- _Aim of the task_
Your task is to restate the data word for word.

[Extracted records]
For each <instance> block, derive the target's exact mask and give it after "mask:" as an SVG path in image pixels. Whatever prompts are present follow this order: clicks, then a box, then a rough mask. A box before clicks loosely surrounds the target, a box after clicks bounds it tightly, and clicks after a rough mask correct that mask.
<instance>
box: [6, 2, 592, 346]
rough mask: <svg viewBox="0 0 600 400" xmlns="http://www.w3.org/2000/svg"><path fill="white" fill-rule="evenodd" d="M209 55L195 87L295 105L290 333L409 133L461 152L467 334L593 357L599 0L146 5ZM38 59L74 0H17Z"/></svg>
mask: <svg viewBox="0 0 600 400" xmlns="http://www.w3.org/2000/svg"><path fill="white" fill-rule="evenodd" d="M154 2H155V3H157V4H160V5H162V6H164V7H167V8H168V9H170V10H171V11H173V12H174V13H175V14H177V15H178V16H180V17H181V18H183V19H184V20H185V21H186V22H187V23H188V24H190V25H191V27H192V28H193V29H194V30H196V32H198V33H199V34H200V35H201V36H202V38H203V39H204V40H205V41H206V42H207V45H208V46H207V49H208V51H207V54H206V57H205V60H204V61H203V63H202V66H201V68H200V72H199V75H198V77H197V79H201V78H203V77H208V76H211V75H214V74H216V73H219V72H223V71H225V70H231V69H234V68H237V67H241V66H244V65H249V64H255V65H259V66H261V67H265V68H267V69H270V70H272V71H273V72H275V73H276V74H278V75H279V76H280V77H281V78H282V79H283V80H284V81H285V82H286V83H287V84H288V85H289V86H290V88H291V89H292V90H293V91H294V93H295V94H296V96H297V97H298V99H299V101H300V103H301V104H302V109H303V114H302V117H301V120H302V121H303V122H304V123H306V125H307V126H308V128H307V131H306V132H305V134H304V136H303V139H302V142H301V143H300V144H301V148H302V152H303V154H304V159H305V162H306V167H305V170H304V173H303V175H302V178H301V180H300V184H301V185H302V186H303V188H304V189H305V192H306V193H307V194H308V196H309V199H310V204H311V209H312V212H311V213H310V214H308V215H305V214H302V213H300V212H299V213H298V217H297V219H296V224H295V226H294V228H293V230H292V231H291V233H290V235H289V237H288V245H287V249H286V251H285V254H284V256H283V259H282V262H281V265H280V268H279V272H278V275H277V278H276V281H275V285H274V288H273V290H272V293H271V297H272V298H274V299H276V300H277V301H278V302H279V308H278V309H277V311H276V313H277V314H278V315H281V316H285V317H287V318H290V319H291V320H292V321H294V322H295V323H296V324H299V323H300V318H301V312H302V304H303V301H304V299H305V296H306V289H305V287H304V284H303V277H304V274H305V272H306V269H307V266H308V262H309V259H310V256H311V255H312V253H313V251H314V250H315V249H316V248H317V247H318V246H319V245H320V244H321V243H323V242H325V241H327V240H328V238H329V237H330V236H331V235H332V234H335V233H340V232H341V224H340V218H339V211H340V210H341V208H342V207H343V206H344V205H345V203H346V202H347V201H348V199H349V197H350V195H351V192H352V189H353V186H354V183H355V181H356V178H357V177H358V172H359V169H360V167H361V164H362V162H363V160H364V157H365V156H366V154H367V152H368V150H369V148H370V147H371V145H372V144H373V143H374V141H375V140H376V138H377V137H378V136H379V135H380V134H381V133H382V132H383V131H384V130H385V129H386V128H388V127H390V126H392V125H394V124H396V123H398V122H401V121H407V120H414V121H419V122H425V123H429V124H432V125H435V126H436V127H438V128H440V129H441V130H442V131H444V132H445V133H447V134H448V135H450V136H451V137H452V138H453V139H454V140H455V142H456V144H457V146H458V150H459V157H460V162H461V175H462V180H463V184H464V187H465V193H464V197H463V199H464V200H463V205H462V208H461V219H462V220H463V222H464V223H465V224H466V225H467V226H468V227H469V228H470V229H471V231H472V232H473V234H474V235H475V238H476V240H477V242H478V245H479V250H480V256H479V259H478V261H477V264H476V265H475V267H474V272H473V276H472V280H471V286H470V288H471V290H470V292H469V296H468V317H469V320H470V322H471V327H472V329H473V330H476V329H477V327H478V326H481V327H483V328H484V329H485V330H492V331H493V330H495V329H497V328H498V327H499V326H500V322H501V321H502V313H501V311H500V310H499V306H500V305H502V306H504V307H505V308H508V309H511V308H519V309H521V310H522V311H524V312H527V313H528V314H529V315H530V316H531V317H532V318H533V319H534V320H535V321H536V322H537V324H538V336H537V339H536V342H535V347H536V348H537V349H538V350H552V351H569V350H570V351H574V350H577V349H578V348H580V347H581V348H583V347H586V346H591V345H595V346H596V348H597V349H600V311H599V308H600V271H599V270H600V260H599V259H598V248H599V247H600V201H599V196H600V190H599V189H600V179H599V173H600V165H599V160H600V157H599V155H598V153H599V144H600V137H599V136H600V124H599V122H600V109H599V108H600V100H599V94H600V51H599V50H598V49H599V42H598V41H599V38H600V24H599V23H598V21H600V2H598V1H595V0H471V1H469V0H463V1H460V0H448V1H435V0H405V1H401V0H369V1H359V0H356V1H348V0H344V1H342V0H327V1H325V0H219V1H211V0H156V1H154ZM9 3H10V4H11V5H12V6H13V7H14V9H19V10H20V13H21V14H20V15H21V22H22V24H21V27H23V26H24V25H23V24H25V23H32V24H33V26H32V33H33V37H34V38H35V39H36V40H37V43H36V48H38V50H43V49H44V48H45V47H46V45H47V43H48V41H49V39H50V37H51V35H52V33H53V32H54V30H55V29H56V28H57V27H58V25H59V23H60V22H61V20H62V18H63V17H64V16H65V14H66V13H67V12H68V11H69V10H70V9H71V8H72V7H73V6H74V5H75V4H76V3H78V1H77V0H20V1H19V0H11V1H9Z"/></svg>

- _Written response_
For each <instance> block, derive the target's exact mask and give it after "mask:" as an SVG path in image pixels. Whatever prompts are present follow this order: clicks, then a box, then a rough mask. A box before clicks loosely surrounds the target, a box after clicks bounds it tightly, and clicks after a rough mask correct that mask.
<instance>
box: [6, 2, 592, 346]
rough mask: <svg viewBox="0 0 600 400" xmlns="http://www.w3.org/2000/svg"><path fill="white" fill-rule="evenodd" d="M209 55L195 87L295 105L290 333L409 133L461 152L467 334L593 357L599 0L146 5ZM38 59L74 0H17Z"/></svg>
mask: <svg viewBox="0 0 600 400" xmlns="http://www.w3.org/2000/svg"><path fill="white" fill-rule="evenodd" d="M154 2H155V3H157V4H160V5H162V6H164V7H167V8H168V9H170V10H171V11H173V12H174V13H175V14H177V15H178V16H180V17H181V18H183V19H184V20H185V21H186V22H187V23H188V24H190V25H191V27H192V28H193V29H194V30H196V32H198V33H199V34H200V35H201V36H202V38H203V39H204V40H205V41H206V42H207V45H208V46H207V49H208V51H207V54H206V57H205V60H204V61H203V63H202V66H201V68H200V72H199V75H198V77H197V79H201V78H203V77H208V76H211V75H214V74H216V73H219V72H223V71H225V70H231V69H234V68H237V67H241V66H244V65H249V64H255V65H259V66H261V67H265V68H267V69H270V70H272V71H273V72H275V73H276V74H278V75H279V76H280V77H281V78H282V79H283V80H284V81H285V82H286V83H287V84H288V85H289V86H290V88H291V89H292V90H293V91H294V93H295V94H296V96H297V97H298V99H299V101H300V103H301V104H302V109H303V114H302V117H301V120H302V121H303V122H304V123H306V125H307V126H308V128H307V131H306V132H305V134H304V136H303V139H302V142H301V143H300V144H301V148H302V152H303V154H304V159H305V162H306V167H305V170H304V173H303V175H302V178H301V180H300V184H301V185H302V186H303V188H304V189H305V192H306V193H307V194H308V196H309V199H310V204H311V209H312V212H311V213H310V214H308V215H305V214H302V213H300V212H299V213H298V217H297V219H296V224H295V226H294V228H293V230H292V231H291V233H290V235H289V237H288V245H287V249H286V251H285V254H284V256H283V259H282V262H281V265H280V268H279V272H278V275H277V278H276V281H275V285H274V288H273V290H272V293H271V297H272V298H274V299H276V300H277V301H278V302H279V308H278V309H277V311H276V313H277V314H278V315H281V316H285V317H287V318H290V319H291V320H292V321H294V322H295V323H296V324H299V323H300V318H301V312H302V304H303V301H304V299H305V296H306V289H305V287H304V284H303V277H304V274H305V272H306V269H307V266H308V262H309V259H310V256H311V255H312V253H313V251H314V250H315V249H316V248H317V247H318V246H319V245H320V244H321V243H323V242H325V241H327V240H328V238H329V237H330V236H331V235H332V234H335V233H340V232H341V224H340V218H339V211H340V210H341V208H342V207H343V206H344V205H345V203H346V202H347V201H348V199H349V197H350V195H351V192H352V189H353V186H354V183H355V181H356V178H357V177H358V172H359V169H360V167H361V164H362V162H363V160H364V157H365V156H366V154H367V152H368V150H369V148H370V147H371V145H372V144H373V143H374V141H375V140H376V138H377V137H378V136H379V135H380V134H381V133H382V132H383V131H384V130H385V129H386V128H388V127H390V126H392V125H394V124H396V123H398V122H401V121H407V120H414V121H419V122H425V123H429V124H432V125H435V126H436V127H438V128H440V129H441V130H442V131H444V132H445V133H447V134H448V135H450V136H451V137H452V138H453V139H454V140H455V142H456V144H457V146H458V150H459V157H460V162H461V175H462V180H463V184H464V187H465V193H464V197H463V199H464V200H463V205H462V208H461V219H462V220H463V222H464V223H465V224H466V225H467V226H468V227H469V228H470V229H471V231H472V232H473V234H474V235H475V238H476V240H477V242H478V245H479V250H480V256H479V259H478V261H477V264H476V265H475V267H474V272H473V276H472V280H471V286H470V288H471V290H470V292H469V296H468V317H469V320H470V322H471V327H472V329H473V330H476V329H477V327H478V326H481V327H483V328H484V329H485V330H492V331H493V330H495V329H497V328H498V327H499V326H500V322H501V321H502V313H501V311H500V310H499V306H500V305H502V306H504V307H505V308H508V309H511V308H519V309H521V310H522V311H524V312H527V313H528V314H529V315H530V316H531V317H532V318H533V319H534V320H535V321H536V322H537V324H538V336H537V339H536V342H535V347H536V348H537V349H538V350H552V351H569V350H570V351H574V350H577V349H578V348H580V347H581V348H583V347H586V346H591V345H595V346H596V348H597V349H600V311H599V308H600V271H599V270H600V260H599V259H598V248H599V247H600V201H599V196H600V190H599V189H600V179H599V173H600V165H599V160H600V157H599V155H598V153H599V144H600V137H599V136H600V124H599V122H600V109H599V108H600V100H599V94H600V51H599V50H598V49H599V42H598V41H599V38H600V24H599V23H598V21H600V2H598V1H595V0H471V1H469V0H463V1H460V0H448V1H435V0H405V1H401V0H369V1H359V0H356V1H348V0H344V1H342V0H327V1H325V0H219V1H211V0H156V1H154ZM9 3H10V4H11V5H12V6H13V7H14V9H19V10H20V13H21V14H20V15H21V22H22V24H21V27H23V26H24V25H23V24H25V23H32V24H33V26H32V33H33V37H34V38H35V39H36V40H37V43H36V48H38V50H43V49H44V48H45V47H46V45H47V43H48V41H49V39H50V37H51V35H52V33H53V32H54V30H55V29H56V28H57V27H58V25H59V23H60V22H61V20H62V18H63V17H64V16H65V14H66V13H67V12H68V11H69V10H70V9H71V8H72V7H73V6H74V5H75V4H76V3H78V1H77V0H20V1H19V0H11V1H9Z"/></svg>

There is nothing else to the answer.